═════ INFORMATION SHOWN

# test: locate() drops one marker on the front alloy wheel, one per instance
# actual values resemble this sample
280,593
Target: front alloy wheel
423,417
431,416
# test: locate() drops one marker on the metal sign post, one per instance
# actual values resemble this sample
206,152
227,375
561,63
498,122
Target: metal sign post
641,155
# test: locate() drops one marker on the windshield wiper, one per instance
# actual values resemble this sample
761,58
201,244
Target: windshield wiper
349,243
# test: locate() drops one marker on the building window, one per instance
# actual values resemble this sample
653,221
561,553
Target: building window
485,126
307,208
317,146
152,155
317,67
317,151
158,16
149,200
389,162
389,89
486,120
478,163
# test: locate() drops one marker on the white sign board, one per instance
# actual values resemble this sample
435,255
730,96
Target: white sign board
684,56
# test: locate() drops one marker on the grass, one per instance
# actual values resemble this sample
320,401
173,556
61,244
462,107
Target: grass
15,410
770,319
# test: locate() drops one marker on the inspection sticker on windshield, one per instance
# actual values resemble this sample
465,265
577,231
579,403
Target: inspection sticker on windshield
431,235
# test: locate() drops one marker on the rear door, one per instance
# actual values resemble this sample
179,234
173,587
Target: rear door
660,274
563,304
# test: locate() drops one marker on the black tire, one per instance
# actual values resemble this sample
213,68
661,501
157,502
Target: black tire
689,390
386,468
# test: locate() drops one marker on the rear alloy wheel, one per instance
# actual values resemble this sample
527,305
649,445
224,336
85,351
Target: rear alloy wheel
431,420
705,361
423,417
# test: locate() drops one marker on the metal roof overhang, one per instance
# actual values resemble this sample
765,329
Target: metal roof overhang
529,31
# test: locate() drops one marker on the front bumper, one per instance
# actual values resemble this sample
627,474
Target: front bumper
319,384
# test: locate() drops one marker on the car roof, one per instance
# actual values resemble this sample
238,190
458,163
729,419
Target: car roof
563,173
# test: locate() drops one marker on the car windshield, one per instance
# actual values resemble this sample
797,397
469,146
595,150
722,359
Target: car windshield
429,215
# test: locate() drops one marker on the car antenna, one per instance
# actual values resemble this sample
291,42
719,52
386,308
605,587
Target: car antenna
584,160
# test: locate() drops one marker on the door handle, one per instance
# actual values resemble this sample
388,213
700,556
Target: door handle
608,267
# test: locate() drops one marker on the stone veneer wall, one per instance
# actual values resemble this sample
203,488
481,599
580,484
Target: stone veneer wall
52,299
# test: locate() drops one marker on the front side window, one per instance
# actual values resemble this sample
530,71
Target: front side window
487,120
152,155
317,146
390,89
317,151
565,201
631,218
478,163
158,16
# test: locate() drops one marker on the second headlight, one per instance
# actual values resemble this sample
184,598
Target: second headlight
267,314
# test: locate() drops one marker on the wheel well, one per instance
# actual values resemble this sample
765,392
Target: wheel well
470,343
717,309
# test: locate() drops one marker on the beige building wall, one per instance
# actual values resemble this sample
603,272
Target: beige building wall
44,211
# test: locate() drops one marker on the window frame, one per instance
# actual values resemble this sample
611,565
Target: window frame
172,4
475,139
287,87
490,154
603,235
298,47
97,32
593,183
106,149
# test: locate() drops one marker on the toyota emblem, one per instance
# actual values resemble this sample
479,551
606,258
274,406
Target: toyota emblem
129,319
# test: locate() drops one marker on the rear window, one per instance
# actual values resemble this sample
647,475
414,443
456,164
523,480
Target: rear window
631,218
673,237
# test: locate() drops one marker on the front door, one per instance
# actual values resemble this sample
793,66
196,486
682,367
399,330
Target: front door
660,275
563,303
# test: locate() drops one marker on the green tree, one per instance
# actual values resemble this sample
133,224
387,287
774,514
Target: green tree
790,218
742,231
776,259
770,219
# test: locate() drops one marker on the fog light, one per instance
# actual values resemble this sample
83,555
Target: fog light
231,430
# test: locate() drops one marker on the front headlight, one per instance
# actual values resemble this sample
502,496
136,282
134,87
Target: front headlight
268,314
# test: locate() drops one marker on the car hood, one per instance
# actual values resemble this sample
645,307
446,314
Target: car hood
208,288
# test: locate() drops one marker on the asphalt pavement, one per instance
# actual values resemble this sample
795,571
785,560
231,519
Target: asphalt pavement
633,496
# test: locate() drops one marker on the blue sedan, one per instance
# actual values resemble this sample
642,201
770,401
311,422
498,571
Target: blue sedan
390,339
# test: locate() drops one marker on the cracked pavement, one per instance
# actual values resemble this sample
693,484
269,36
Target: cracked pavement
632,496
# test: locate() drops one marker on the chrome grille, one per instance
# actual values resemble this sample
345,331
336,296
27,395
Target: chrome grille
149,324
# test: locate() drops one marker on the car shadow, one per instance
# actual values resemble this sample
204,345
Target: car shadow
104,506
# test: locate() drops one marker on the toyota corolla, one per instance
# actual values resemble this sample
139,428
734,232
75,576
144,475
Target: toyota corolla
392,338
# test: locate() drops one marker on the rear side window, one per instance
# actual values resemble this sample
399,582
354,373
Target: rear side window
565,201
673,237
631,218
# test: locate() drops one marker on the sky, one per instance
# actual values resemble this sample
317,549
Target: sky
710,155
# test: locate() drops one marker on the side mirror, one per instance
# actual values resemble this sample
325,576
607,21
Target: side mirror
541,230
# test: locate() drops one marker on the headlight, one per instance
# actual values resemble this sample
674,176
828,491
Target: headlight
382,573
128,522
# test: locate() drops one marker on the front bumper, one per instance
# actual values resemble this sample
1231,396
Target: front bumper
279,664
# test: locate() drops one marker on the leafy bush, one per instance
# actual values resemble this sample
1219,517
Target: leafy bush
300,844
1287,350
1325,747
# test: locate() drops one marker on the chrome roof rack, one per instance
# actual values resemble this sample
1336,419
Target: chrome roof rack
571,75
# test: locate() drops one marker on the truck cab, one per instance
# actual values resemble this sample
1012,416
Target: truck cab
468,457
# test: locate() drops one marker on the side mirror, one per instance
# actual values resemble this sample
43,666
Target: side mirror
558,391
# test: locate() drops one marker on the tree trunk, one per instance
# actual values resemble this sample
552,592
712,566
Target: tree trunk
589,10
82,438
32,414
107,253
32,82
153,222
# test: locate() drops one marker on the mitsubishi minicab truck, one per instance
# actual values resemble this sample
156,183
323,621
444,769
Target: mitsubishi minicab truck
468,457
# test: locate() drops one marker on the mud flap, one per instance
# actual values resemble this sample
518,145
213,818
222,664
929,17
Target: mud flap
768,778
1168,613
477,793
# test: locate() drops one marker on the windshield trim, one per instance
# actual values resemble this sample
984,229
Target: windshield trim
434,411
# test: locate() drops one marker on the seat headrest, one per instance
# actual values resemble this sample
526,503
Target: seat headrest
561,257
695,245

══════════

REQUIRED TASK:
Transcribe every entry word for word.

RESULT:
# test: locate() drops one marker on the front alloy wheel, one per instance
# actual values resemble this sample
280,593
Target: front alloy wheel
423,417
431,416
# test: locate() drops one marker on the metal sign post, one per instance
# actual values resemble this sample
206,152
227,375
561,63
498,122
Target: metal sign post
641,155
# test: locate() drops one marker on the windshield wiper, one per instance
# actual values resemble this sample
761,58
201,244
Target: windshield wiper
349,243
# test: locate() drops one marker on the building window, one per instance
# actual values resemble this sample
653,221
561,553
Target: building window
485,126
307,208
317,146
152,155
317,67
317,151
158,16
149,200
389,162
389,89
486,120
478,163
# test: locate() drops one marker on the white sign board, one per instance
# actual values resemble this sample
435,255
730,96
Target: white sign board
684,56
# test: locate() drops one marker on the grass, one per instance
# actual values resemble this sample
320,401
173,556
61,244
462,107
Target: grass
15,410
770,319
# test: locate() drops one marker on the inspection sticker on windshield, one per instance
# actual values resemble this sample
465,265
577,231
579,403
Target: inspection sticker on windshield
431,235
# test: locate() drops one marker on the rear door, one per instance
# actual values resemble this sample
179,234
173,587
Target: rear door
660,274
563,304
# test: locate() drops one marker on the black tire, one per instance
# actual values resemble this sample
213,68
661,501
157,502
Target: black tire
689,390
386,468
# test: locate() drops one marker on the rear alloy wheel, one per instance
# actual values resemble this sample
527,305
649,445
224,336
85,351
Target: rear alloy wheel
431,420
705,361
423,417
# test: locate() drops one marker on the metal roof overhang, one per instance
# actual values resemble this sample
765,329
Target: metal roof overhang
529,31
# test: locate() drops one marker on the front bumper, one per instance
# actual values resemble this sample
627,474
Target: front bumper
319,384
# test: locate() drops one marker on the car roof, one per instance
# actual values resemble this sample
238,190
458,163
729,419
Target: car roof
563,173
# test: locate() drops one marker on the car windshield, one per instance
# actual values resemble this sample
797,397
469,146
595,150
722,359
Target: car windshield
429,215
# test: locate() drops one marker on the car antenna, one per instance
# actual values resemble this sample
291,42
719,52
386,308
605,587
Target: car antenna
584,160
# test: locate() drops one marker on the door handle, one per instance
# actual values resemble this sample
388,213
700,556
Target: door handle
608,267
# test: locate() drops one marker on the stone veneer wall, one per instance
# actual values resemble this sample
203,488
481,599
580,484
Target: stone veneer wall
52,299
# test: locate() drops one marker on the front side window, one per instance
# actual values resemble this sample
530,71
Target: front side window
487,120
152,155
317,146
390,89
317,151
565,201
631,218
478,163
158,16
# test: locate() drops one marker on the second headlight, one per instance
# actual values resemble this sample
184,598
Target: second headlight
267,314
# test: locate() drops one marker on the wheel well, one per instance
# actual values resemble this sample
765,392
Target: wheel well
470,343
717,309
# test: locate() drops one marker on the beige building wall, one per instance
# actual values resemble this sample
603,272
Target: beige building wall
44,211
# test: locate() drops one marker on the window frame, one per instance
# actual values resemble this sample
611,565
Target: window frame
172,4
475,139
287,87
490,154
603,235
298,47
97,32
593,183
106,149
# test: locate() drops one marker on the toyota emblem, one per instance
# actual values resemble this sample
479,551
606,258
274,406
Target: toyota emblem
129,319
# test: locate() drops one marker on the rear window, one per instance
# actual values resemble this sample
647,475
414,443
456,164
523,480
Target: rear window
631,218
673,237
# test: locate() drops one marker on the front door, one per instance
# actual values resemble this sample
793,66
196,486
682,367
399,330
Target: front door
660,275
563,303
# test: locate() drops one marker on the green tree, one per instance
# actual values resemble this sample
133,224
387,287
774,514
Target: green tree
790,218
742,231
776,259
770,219
# test: locate() drops one marker on the fog light, one per instance
# actual values resemble this sample
83,555
Target: fog light
231,430
# test: locate() drops one marker on the front headlight, one per instance
# actual values resemble this sample
502,496
136,282
134,87
Target: front headlight
268,314
# test: locate() drops one marker on the car hood, one per instance
# actual values resemble this sample
645,307
446,314
Target: car hood
208,288
# test: locate() drops one marker on the asphalt pavement, one per instance
# actual values resemble this sample
795,571
785,560
231,519
Target: asphalt pavement
633,496
# test: locate() drops one marker on the blue sedan, one per instance
# actual values resemble this sample
642,201
770,401
311,422
498,571
Target: blue sedan
390,339
# test: locate() drops one marker on the cracked pavement, one per instance
# actual values resemble this sample
693,484
269,36
Target: cracked pavement
632,496
# test: locate() drops one marker on the chrome grille, one per instance
# actual values resemble this sample
345,331
336,296
27,395
Target: chrome grille
149,324
# test: locate() drops one marker on the car shadow, one per instance
# actual values resemble this sample
204,345
Target: car shadow
104,506
# test: locate() drops one marker on the toyota corolla, one per instance
# actual values resemble this sample
139,428
734,232
75,576
144,475
Target: toyota corolla
392,338
# test: locate() drops one marker on the rear side window, one per instance
# actual values resemble this sample
399,582
354,373
Target: rear side window
565,201
673,237
631,218
# test: locate() drops one marker on the sky, one per instance
# actual values resemble this sample
317,549
Target: sky
710,155
# test: locate() drops one marker on the side mirror, one per instance
# actual values resemble this sample
325,576
607,21
Target: side mirror
541,230
# test: locate() drops one marker on the headlight, one per instance
# actual values resemble this sample
674,176
828,491
Target: headlight
382,573
128,522
# test: locate() drops one marker on the front bumper, one per instance
# actual values resemble this sample
1231,396
Target: front bumper
279,664
# test: locate() drops one marker on the leafy bush, one per instance
# actual values resemble this sample
1219,517
Target: leafy bush
300,844
1287,350
1325,747
# test: locate() drops one marker on the chrome roof rack, one per instance
# actual values resemble this sample
1336,419
Target: chrome roof rack
571,75
# test: locate() drops one marker on the truck cab, one per instance
# actual values resemble this sample
1012,416
Target: truck cab
468,457
# test: locate() drops one marker on the side mirror, one per instance
# actual values resemble this sample
43,666
Target: side mirror
558,391
# test: locate() drops one marker on the tree trunk, one per instance
# actual values resemble this sample
552,592
712,566
Target: tree trunk
589,10
82,438
32,414
107,253
32,82
153,222
# test: locate() drops one marker on the mitsubishi minicab truck, one per instance
# actual values resemble this sample
156,183
323,621
444,769
Target: mitsubishi minicab truck
468,457
# test: locate() drops one marker on the mud flap, one per instance
# actual values resemble this sample
518,145
213,818
222,664
929,17
Target: mud flap
768,778
1168,613
477,793
# test: locate() drops one marker on the windshield trim, one per instance
# actual values resemble this sample
984,229
Target: windshield trim
434,411
# test: locate() drops one marker on the seat headrest, one per instance
# actual values resemble this sample
526,503
Target: seat headrest
561,257
695,245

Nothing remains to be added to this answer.